::: DATA SHOWN :::
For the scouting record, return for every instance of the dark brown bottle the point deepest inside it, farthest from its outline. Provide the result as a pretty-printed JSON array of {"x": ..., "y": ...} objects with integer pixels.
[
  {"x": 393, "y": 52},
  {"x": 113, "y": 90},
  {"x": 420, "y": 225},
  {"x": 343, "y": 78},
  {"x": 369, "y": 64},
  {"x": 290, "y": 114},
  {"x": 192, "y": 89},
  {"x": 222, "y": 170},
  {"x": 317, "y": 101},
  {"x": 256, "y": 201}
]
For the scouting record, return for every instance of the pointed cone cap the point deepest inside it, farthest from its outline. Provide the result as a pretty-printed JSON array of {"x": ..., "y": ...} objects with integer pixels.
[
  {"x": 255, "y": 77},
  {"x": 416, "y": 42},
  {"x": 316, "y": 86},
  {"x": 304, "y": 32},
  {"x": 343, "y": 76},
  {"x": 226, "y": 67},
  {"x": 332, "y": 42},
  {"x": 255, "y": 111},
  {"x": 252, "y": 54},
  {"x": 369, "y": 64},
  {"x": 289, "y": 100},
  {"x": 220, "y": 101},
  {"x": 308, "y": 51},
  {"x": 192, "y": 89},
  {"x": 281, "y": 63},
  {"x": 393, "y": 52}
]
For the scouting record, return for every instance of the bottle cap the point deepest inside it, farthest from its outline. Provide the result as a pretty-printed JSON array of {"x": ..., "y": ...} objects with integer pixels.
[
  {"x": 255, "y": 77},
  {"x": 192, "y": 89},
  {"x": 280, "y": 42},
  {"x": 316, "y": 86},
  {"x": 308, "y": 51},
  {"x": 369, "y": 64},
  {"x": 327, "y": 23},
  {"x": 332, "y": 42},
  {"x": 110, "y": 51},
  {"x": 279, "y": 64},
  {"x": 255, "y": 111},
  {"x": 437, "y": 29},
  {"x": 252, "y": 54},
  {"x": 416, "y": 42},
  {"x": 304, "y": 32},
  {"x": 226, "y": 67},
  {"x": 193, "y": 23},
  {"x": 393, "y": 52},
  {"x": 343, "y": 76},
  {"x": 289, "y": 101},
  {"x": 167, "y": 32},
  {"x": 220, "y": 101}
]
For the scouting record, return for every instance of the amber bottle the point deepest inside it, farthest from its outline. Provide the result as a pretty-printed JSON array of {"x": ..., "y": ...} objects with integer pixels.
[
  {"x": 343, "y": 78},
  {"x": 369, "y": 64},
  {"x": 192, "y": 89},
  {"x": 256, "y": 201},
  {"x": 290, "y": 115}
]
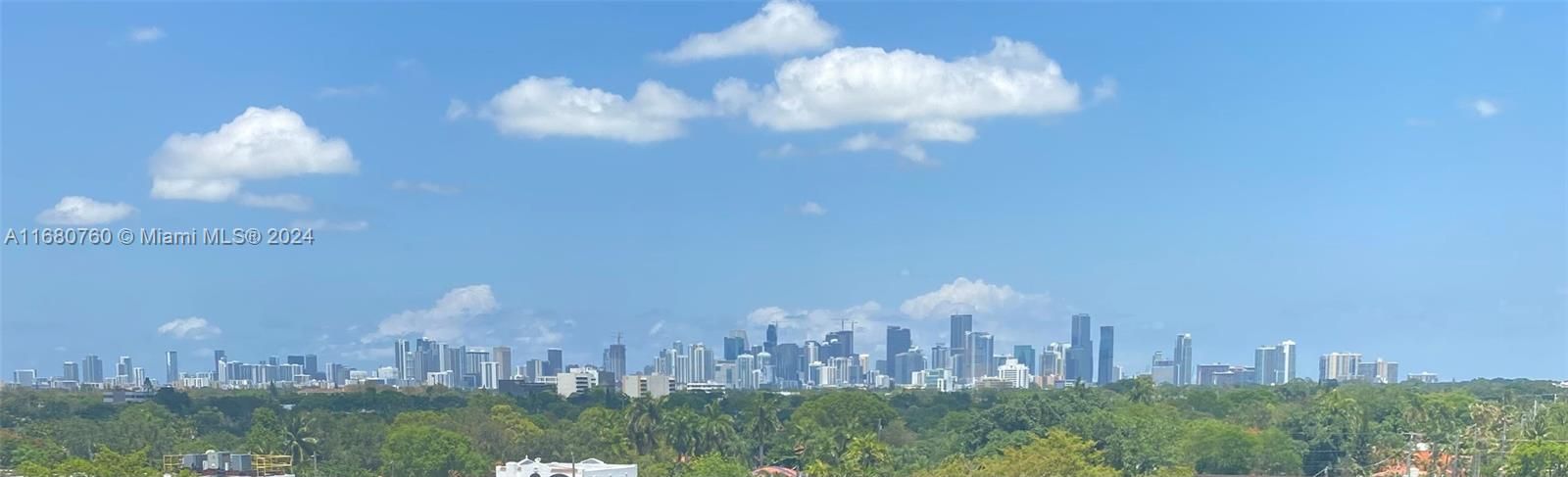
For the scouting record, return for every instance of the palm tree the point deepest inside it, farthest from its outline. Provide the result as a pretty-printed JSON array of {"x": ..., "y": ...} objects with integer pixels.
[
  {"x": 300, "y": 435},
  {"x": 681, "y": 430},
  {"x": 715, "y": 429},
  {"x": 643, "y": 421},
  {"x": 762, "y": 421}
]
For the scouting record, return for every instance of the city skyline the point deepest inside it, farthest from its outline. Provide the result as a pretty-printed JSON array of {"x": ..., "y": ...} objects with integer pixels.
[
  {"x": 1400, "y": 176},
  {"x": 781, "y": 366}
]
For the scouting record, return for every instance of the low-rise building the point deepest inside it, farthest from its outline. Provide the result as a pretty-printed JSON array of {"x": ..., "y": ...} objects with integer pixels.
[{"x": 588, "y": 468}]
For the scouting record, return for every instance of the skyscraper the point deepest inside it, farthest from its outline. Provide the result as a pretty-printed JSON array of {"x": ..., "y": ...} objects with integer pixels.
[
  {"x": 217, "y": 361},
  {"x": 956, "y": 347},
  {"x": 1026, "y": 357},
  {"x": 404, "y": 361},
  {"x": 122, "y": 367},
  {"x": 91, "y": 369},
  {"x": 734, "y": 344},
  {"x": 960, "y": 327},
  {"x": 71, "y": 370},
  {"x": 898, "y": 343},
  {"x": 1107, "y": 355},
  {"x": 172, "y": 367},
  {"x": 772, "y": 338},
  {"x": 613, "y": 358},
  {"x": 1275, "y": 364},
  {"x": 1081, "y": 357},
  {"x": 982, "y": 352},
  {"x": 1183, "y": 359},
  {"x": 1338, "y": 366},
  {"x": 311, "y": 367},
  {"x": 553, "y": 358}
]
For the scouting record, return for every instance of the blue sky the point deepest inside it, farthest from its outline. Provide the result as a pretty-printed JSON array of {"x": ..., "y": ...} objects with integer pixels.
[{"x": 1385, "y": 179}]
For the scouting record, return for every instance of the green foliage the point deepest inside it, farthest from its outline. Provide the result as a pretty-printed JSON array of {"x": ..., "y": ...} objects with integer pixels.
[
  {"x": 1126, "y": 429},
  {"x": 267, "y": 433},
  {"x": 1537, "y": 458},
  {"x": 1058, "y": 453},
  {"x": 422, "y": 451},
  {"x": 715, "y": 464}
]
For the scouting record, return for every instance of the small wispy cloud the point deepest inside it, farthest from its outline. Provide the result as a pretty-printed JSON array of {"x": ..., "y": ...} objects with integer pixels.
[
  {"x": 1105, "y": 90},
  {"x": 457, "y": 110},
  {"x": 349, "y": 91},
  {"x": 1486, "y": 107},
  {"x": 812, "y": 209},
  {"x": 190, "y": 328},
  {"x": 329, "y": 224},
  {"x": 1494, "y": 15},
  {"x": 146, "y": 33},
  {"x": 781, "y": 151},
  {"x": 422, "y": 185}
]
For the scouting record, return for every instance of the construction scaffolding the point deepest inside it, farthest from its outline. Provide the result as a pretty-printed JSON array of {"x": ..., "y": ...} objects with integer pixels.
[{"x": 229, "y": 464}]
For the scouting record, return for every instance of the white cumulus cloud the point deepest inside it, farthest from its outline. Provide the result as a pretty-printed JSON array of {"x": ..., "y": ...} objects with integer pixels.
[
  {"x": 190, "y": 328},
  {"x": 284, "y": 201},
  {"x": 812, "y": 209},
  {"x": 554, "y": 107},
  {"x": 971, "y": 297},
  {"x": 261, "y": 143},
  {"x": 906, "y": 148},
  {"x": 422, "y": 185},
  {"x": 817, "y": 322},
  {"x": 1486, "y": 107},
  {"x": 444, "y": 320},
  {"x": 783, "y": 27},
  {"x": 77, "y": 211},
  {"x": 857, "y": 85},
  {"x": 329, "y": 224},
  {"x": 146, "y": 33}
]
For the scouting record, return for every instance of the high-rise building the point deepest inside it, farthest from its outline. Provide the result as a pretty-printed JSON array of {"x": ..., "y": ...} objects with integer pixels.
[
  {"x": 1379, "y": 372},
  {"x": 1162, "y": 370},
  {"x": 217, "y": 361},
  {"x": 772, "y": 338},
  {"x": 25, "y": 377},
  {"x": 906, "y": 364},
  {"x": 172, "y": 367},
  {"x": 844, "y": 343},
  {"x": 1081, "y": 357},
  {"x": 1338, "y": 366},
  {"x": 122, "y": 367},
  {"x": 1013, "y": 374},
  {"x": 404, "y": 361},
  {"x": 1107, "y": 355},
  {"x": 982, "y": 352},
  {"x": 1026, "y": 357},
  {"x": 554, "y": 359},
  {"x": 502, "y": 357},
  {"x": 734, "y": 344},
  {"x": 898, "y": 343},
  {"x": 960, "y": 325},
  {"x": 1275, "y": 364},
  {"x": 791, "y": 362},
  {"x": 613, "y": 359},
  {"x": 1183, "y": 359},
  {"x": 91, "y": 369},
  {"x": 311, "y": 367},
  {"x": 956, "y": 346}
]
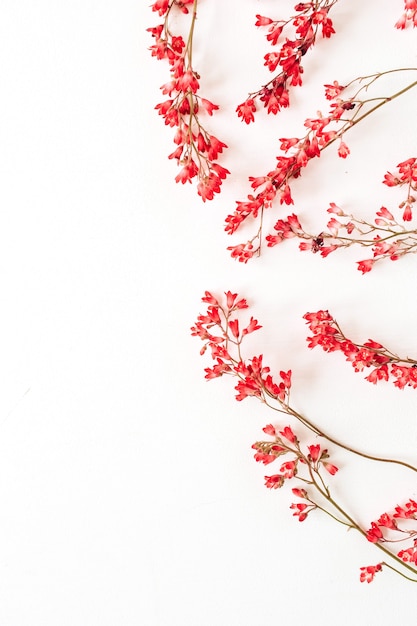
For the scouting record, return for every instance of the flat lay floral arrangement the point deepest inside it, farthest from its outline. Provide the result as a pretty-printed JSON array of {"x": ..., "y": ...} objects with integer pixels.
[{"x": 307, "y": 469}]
:::
• [WHAT NEEDS TO BE DONE]:
Pictures are not part of the copy. Return every record exactly.

• [EXPECTED ANSWER]:
For the scouting record, return for every instance of the dark brown bottle the point deepest inside it, farthest from its outline. Provide the result as a pretty-printed JSON array of {"x": ..., "y": ...} objects with integer pixels.
[
  {"x": 393, "y": 52},
  {"x": 113, "y": 90},
  {"x": 420, "y": 225},
  {"x": 343, "y": 78},
  {"x": 369, "y": 64},
  {"x": 290, "y": 114},
  {"x": 192, "y": 89},
  {"x": 222, "y": 170},
  {"x": 317, "y": 101},
  {"x": 256, "y": 201}
]
For the scouting record, return for every instance of the pointed cone cap the point deepest inside it, farthest from its outline. Provide the result as a pretty-printed JSON array of {"x": ..., "y": ...} objects with integer pixels.
[
  {"x": 255, "y": 77},
  {"x": 416, "y": 42},
  {"x": 316, "y": 86},
  {"x": 304, "y": 32},
  {"x": 343, "y": 76},
  {"x": 226, "y": 67},
  {"x": 332, "y": 42},
  {"x": 255, "y": 111},
  {"x": 252, "y": 54},
  {"x": 369, "y": 64},
  {"x": 289, "y": 100},
  {"x": 220, "y": 101},
  {"x": 308, "y": 51},
  {"x": 192, "y": 89},
  {"x": 281, "y": 63},
  {"x": 393, "y": 52}
]
For the scouting record, return for every instance of the bottle cap the point deepest inside it, farthest from its outline. Provide the result as a pretty-printed JSON array of {"x": ..., "y": ...} objects with integer pixels.
[
  {"x": 255, "y": 77},
  {"x": 192, "y": 89},
  {"x": 280, "y": 42},
  {"x": 316, "y": 86},
  {"x": 308, "y": 51},
  {"x": 369, "y": 64},
  {"x": 327, "y": 23},
  {"x": 332, "y": 42},
  {"x": 110, "y": 51},
  {"x": 279, "y": 64},
  {"x": 255, "y": 111},
  {"x": 437, "y": 29},
  {"x": 252, "y": 54},
  {"x": 416, "y": 42},
  {"x": 304, "y": 32},
  {"x": 226, "y": 67},
  {"x": 193, "y": 23},
  {"x": 393, "y": 52},
  {"x": 343, "y": 76},
  {"x": 289, "y": 101},
  {"x": 167, "y": 32},
  {"x": 220, "y": 101}
]
For the scouting record, return for every instance of the amber bottle the point deepest inside it, farthest from its outline. Provide the result as a pretty-printed JSON array of {"x": ..., "y": ...} objects with integer pixels.
[
  {"x": 343, "y": 78},
  {"x": 369, "y": 64},
  {"x": 192, "y": 89},
  {"x": 256, "y": 201},
  {"x": 290, "y": 115}
]
For the scouting record, return for every instance of the palm tree the point deepest inside it, farthest from its outline. Provide the result as a pretty-printed JSON array of {"x": ..., "y": ...} objects with integer pixels.
[
  {"x": 300, "y": 435},
  {"x": 681, "y": 430},
  {"x": 715, "y": 429},
  {"x": 643, "y": 421},
  {"x": 762, "y": 421}
]
For the scouting record, return for every instance of the city skyline the point deepest inside it, farthest from its outline. Provide the result as a pretty-printed JSON array of {"x": ..., "y": ...} objects with integer pixels.
[
  {"x": 1400, "y": 176},
  {"x": 781, "y": 366}
]
For the scouting record, return for every instance of the low-rise building the point deepest inside it, farthest from its outline. Provide the result as a pretty-printed JSON array of {"x": ..., "y": ...} objects with integer pixels.
[{"x": 588, "y": 468}]
For the scouting record, return for every instance of the skyscraper the point deepest inside it, farthest from its outline. Provide the result as a pretty-printed JSON array of {"x": ..., "y": ...} objects with integer pixels.
[
  {"x": 217, "y": 361},
  {"x": 956, "y": 347},
  {"x": 1026, "y": 357},
  {"x": 404, "y": 361},
  {"x": 122, "y": 367},
  {"x": 91, "y": 369},
  {"x": 734, "y": 344},
  {"x": 960, "y": 327},
  {"x": 71, "y": 370},
  {"x": 898, "y": 343},
  {"x": 1107, "y": 355},
  {"x": 172, "y": 367},
  {"x": 772, "y": 338},
  {"x": 613, "y": 358},
  {"x": 1275, "y": 364},
  {"x": 1081, "y": 357},
  {"x": 982, "y": 352},
  {"x": 1183, "y": 359},
  {"x": 1338, "y": 366},
  {"x": 311, "y": 367},
  {"x": 553, "y": 358}
]
For the scouting record, return for every instance of the blue sky the point deepest inside it, farthest from its outline. Provide the result as a pretty-printed JSON array of {"x": ..., "y": ...} objects with integer pixels.
[{"x": 1385, "y": 179}]
For the scouting record, return for every instance of the green foliage the point deepest inside it, farthest from its outline. Provide the result as a pretty-printed JSON array of {"x": ..., "y": ...} objects with integer pixels.
[
  {"x": 1126, "y": 429},
  {"x": 267, "y": 433},
  {"x": 1537, "y": 458},
  {"x": 1058, "y": 453},
  {"x": 422, "y": 451},
  {"x": 715, "y": 464}
]
For the scouting record, return for every instance of the small wispy cloud the point deepest inside it, farthest from its outline. Provide the result as a pretty-printed JSON array of {"x": ..., "y": ...} objects with integer pixels.
[
  {"x": 1105, "y": 90},
  {"x": 457, "y": 110},
  {"x": 349, "y": 91},
  {"x": 1486, "y": 107},
  {"x": 812, "y": 209},
  {"x": 190, "y": 328},
  {"x": 329, "y": 224},
  {"x": 1494, "y": 15},
  {"x": 146, "y": 33},
  {"x": 781, "y": 151},
  {"x": 422, "y": 185}
]
For the scouting record, return for every instance of the construction scaffolding the point deepest inside it, farthest from its outline. Provide the result as a pretty-printed JSON array of {"x": ..., "y": ...} objects with integer pixels.
[{"x": 229, "y": 464}]
For the scouting record, return for every instance of the white cumulus cloud the point deepest inside it, farthest from its outline. Provide the result as a pretty-printed JSON array of {"x": ..., "y": ...} objects with integer pixels.
[
  {"x": 190, "y": 328},
  {"x": 284, "y": 201},
  {"x": 812, "y": 209},
  {"x": 554, "y": 107},
  {"x": 971, "y": 297},
  {"x": 261, "y": 143},
  {"x": 906, "y": 148},
  {"x": 422, "y": 185},
  {"x": 817, "y": 322},
  {"x": 1486, "y": 107},
  {"x": 444, "y": 320},
  {"x": 783, "y": 27},
  {"x": 77, "y": 211},
  {"x": 857, "y": 85},
  {"x": 329, "y": 224},
  {"x": 146, "y": 33}
]
For the scouting record, return for every instance of the high-rise building the point deepest inside it, farthest from its outline. Provide the result as a pretty-printed JSON array of {"x": ..., "y": ...} objects with integer pixels.
[
  {"x": 1379, "y": 372},
  {"x": 1162, "y": 370},
  {"x": 217, "y": 361},
  {"x": 772, "y": 338},
  {"x": 25, "y": 377},
  {"x": 906, "y": 364},
  {"x": 172, "y": 367},
  {"x": 844, "y": 343},
  {"x": 1081, "y": 357},
  {"x": 1338, "y": 366},
  {"x": 122, "y": 367},
  {"x": 1013, "y": 374},
  {"x": 404, "y": 361},
  {"x": 1107, "y": 355},
  {"x": 982, "y": 352},
  {"x": 1026, "y": 357},
  {"x": 554, "y": 359},
  {"x": 502, "y": 357},
  {"x": 734, "y": 344},
  {"x": 898, "y": 343},
  {"x": 960, "y": 325},
  {"x": 1275, "y": 364},
  {"x": 791, "y": 362},
  {"x": 613, "y": 359},
  {"x": 1183, "y": 359},
  {"x": 91, "y": 369},
  {"x": 311, "y": 367},
  {"x": 956, "y": 346}
]
For the scouting record, return for every instance of the flat lay floral arrangement the point deepest inside it, farthest from its outline. Provide the result as a pretty-printed JSON array of {"x": ..., "y": ...} objects with integer pixels.
[{"x": 307, "y": 469}]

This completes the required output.